▸ What to work on
Transcribe the lines of the entries below verbatim, starting at the line containing "Pick out the pink" and ending at the line containing "<point>413,975</point>", both lines included.

▸ Excerpts from point annotation data
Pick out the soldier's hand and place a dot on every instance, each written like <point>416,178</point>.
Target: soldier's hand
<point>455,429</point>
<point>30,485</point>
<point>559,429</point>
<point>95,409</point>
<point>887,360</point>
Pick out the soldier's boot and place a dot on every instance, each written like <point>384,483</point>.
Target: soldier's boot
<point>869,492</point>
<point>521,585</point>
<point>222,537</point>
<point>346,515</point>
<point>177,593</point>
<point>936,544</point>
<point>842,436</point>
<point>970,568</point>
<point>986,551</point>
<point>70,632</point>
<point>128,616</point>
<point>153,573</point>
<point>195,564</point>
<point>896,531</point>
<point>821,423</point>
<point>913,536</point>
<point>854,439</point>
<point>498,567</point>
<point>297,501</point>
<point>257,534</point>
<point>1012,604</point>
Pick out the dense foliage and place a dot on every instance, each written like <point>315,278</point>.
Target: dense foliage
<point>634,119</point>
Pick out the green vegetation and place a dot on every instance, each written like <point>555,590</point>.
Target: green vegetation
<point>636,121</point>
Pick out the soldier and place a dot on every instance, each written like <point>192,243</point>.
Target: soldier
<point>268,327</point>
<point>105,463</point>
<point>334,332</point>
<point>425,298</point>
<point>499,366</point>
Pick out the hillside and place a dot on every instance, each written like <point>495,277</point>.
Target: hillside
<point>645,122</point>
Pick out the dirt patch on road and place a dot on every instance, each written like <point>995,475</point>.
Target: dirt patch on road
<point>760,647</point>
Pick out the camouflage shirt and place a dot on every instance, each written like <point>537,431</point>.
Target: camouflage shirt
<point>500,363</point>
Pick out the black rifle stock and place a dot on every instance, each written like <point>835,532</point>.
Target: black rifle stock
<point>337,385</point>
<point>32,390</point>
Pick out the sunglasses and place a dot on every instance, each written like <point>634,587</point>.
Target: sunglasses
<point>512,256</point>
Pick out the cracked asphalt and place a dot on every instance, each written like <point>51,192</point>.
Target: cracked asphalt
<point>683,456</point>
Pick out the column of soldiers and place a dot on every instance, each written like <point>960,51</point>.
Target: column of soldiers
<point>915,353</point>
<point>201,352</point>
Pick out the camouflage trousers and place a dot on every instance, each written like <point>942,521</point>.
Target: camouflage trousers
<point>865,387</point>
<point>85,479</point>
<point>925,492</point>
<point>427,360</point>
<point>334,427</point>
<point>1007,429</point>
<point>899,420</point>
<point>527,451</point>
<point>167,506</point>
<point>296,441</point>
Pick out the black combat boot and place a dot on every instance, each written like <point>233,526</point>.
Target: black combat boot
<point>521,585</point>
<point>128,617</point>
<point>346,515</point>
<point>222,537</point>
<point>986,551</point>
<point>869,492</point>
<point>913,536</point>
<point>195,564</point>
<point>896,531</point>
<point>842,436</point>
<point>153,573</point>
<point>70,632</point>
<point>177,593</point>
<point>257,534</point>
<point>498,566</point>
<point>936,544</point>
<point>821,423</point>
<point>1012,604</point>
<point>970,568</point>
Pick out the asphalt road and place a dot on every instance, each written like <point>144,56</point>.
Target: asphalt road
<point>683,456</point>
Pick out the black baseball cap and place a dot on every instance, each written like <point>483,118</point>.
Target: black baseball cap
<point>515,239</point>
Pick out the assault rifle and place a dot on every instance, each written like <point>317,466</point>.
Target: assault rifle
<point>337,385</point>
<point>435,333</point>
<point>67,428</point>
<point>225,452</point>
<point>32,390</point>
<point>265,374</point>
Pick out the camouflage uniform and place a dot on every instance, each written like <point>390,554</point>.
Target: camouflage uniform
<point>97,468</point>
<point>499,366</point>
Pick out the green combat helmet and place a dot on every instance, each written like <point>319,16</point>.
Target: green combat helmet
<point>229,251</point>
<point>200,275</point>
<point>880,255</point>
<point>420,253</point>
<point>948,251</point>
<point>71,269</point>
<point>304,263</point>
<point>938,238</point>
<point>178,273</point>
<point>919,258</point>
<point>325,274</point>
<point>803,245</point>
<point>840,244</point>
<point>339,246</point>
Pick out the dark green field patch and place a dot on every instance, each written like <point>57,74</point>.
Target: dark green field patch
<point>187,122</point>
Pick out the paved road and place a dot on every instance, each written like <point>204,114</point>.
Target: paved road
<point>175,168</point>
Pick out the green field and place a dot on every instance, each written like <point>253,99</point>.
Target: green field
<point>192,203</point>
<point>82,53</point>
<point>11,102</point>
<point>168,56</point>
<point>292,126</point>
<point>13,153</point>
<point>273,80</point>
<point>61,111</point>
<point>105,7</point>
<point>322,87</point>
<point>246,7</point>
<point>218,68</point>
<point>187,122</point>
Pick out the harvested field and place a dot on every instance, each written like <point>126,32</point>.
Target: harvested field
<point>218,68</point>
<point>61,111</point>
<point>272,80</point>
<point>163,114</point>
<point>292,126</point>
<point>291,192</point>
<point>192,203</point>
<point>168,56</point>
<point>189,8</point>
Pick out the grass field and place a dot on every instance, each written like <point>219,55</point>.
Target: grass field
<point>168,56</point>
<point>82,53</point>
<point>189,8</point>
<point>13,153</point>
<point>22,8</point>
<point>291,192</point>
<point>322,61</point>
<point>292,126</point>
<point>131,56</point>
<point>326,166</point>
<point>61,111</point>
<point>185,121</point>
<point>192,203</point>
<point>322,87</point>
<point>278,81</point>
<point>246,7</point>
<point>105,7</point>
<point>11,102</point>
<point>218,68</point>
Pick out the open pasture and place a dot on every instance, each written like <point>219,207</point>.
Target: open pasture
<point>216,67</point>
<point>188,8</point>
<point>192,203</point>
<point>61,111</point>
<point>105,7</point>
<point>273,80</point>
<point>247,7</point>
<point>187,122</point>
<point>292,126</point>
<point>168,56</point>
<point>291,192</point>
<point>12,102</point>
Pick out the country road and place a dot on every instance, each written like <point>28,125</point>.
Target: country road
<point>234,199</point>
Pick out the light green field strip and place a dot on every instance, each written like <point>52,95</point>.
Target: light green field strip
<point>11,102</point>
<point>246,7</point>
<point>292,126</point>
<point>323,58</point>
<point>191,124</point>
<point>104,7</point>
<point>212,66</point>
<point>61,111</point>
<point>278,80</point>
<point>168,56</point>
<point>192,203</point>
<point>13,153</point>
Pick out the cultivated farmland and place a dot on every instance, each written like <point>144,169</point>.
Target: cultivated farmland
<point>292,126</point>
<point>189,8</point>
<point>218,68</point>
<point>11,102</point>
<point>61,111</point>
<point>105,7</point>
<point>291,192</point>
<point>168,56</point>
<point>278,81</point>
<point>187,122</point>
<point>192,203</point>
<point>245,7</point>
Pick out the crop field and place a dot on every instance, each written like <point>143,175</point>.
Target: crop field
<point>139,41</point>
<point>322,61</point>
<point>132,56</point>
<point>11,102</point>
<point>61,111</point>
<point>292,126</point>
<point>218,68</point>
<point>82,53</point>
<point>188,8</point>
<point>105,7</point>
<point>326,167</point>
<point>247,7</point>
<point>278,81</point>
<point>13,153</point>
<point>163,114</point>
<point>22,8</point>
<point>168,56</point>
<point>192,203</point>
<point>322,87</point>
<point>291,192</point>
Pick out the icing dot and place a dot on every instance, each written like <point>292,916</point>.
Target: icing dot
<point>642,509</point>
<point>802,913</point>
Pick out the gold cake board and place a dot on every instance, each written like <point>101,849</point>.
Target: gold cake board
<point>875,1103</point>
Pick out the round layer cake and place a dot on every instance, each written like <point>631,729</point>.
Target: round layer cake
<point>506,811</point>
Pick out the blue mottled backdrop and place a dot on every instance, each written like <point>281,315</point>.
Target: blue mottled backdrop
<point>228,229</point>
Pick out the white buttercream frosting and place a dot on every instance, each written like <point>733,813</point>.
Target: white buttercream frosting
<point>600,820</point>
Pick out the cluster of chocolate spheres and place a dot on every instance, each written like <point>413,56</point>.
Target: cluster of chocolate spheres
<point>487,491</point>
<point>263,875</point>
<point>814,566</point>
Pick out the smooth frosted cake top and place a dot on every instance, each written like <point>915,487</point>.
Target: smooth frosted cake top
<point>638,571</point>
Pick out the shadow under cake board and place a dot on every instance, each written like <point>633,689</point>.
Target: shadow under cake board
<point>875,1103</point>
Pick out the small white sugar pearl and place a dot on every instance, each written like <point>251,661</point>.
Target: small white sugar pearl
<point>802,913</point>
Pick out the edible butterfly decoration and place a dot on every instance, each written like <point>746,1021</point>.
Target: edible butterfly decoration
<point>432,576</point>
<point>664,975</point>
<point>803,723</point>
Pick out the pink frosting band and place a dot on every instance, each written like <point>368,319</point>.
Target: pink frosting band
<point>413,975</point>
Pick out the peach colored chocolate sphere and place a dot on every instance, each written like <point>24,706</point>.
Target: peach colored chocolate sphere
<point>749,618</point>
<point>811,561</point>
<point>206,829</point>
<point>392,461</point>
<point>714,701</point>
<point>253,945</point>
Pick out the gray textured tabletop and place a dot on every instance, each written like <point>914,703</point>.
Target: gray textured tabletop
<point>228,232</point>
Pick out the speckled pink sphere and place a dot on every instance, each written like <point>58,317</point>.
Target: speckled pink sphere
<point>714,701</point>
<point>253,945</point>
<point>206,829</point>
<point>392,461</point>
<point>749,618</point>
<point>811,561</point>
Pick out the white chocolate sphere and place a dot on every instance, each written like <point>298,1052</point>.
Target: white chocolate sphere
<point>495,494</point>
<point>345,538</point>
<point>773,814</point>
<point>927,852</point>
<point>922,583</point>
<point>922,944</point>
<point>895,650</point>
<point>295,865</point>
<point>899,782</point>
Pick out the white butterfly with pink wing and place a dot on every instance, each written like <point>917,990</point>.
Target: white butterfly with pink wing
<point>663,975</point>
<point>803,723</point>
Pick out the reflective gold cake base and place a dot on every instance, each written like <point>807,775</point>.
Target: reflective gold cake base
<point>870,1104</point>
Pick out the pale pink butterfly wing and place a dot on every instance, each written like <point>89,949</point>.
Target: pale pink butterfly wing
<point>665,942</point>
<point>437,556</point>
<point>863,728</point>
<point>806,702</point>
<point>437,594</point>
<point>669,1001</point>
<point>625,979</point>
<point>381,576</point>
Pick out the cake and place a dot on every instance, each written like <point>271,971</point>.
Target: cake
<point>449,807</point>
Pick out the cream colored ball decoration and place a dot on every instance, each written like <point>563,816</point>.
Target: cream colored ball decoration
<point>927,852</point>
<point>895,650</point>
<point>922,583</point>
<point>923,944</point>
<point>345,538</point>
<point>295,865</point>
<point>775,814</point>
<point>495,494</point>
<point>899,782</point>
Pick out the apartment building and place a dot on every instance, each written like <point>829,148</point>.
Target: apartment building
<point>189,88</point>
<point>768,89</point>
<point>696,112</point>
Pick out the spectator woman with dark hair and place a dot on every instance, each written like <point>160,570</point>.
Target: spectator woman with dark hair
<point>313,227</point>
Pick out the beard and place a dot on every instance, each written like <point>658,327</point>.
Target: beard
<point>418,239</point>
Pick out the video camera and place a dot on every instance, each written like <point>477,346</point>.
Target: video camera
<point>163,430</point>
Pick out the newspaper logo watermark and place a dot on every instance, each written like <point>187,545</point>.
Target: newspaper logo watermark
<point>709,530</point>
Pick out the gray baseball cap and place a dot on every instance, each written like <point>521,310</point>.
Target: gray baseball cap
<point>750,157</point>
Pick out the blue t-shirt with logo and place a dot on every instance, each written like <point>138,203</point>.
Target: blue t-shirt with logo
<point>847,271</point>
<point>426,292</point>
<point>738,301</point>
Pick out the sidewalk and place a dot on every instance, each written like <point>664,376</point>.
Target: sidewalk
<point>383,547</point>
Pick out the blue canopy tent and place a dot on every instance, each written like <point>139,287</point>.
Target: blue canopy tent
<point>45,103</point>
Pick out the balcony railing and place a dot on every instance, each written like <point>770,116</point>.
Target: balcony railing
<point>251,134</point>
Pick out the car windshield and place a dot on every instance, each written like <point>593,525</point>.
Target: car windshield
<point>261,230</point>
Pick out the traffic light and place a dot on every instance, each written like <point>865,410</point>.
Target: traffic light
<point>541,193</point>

▸ Final result
Pick out the pink frosting band and place a dot on every instance, each written like <point>368,319</point>.
Target: pink frosting band
<point>413,975</point>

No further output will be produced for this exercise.